CONSIGNE - Mettez à jour les entrées en remplaçant « boulder » par « large rock », sans rien modifier d'autre. Commencez à la ligne qui contient « Task | locate the boulder » et allez jusqu'à la fin des entrées.

DONNÉES FOURNIES -
━━━━━━━━━━━━━━━━━━━━
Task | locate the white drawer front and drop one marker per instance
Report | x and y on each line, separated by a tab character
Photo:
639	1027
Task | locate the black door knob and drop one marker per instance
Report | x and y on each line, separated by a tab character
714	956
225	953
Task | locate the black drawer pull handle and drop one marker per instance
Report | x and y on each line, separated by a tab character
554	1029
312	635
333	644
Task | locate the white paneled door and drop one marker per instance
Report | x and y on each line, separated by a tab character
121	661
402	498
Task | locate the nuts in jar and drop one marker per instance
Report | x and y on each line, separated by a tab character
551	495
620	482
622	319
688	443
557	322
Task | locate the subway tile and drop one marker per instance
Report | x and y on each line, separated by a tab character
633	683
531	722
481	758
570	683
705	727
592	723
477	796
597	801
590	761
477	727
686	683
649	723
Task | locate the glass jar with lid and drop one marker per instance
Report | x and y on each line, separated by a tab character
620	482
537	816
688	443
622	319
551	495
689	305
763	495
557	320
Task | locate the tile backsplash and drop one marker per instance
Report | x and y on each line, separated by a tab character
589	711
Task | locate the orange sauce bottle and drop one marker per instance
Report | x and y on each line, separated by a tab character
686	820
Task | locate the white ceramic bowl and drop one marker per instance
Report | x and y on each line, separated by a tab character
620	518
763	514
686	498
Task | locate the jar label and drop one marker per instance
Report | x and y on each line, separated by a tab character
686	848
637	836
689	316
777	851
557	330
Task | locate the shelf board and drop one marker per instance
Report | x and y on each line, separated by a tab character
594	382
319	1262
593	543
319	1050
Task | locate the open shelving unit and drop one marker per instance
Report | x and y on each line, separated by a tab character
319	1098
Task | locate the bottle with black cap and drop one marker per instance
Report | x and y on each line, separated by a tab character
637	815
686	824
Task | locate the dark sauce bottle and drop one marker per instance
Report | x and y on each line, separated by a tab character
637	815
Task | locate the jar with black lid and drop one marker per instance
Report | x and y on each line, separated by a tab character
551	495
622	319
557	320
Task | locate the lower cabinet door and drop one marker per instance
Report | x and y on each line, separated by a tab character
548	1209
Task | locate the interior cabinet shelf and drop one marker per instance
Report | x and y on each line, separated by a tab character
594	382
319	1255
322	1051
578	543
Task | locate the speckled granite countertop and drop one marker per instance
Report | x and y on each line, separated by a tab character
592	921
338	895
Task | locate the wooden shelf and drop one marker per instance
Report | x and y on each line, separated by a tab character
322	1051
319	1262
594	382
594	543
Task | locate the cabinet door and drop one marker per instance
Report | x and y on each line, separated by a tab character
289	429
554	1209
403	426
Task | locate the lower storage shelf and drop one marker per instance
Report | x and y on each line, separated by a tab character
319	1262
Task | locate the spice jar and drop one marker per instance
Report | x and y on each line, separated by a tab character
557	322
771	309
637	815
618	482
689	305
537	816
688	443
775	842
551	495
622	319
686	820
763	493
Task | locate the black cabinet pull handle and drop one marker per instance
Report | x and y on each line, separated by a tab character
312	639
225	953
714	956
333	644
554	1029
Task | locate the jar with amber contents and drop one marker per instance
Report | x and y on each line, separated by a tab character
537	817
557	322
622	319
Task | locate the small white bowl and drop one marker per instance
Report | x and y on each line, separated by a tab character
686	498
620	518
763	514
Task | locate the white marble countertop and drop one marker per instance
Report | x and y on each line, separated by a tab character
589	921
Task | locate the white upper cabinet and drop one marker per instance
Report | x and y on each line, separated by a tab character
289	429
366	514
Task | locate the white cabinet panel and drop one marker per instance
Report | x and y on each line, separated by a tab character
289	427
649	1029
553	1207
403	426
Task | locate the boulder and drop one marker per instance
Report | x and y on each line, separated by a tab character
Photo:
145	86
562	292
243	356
━━━━━━━━━━━━━━━━━━━━
RÉSULTAT OBTENU -
Task | locate the large rock and drop one marker per instance
Report | x and y on each line, separated by a tab character
Photo:
145	86
562	292
243	356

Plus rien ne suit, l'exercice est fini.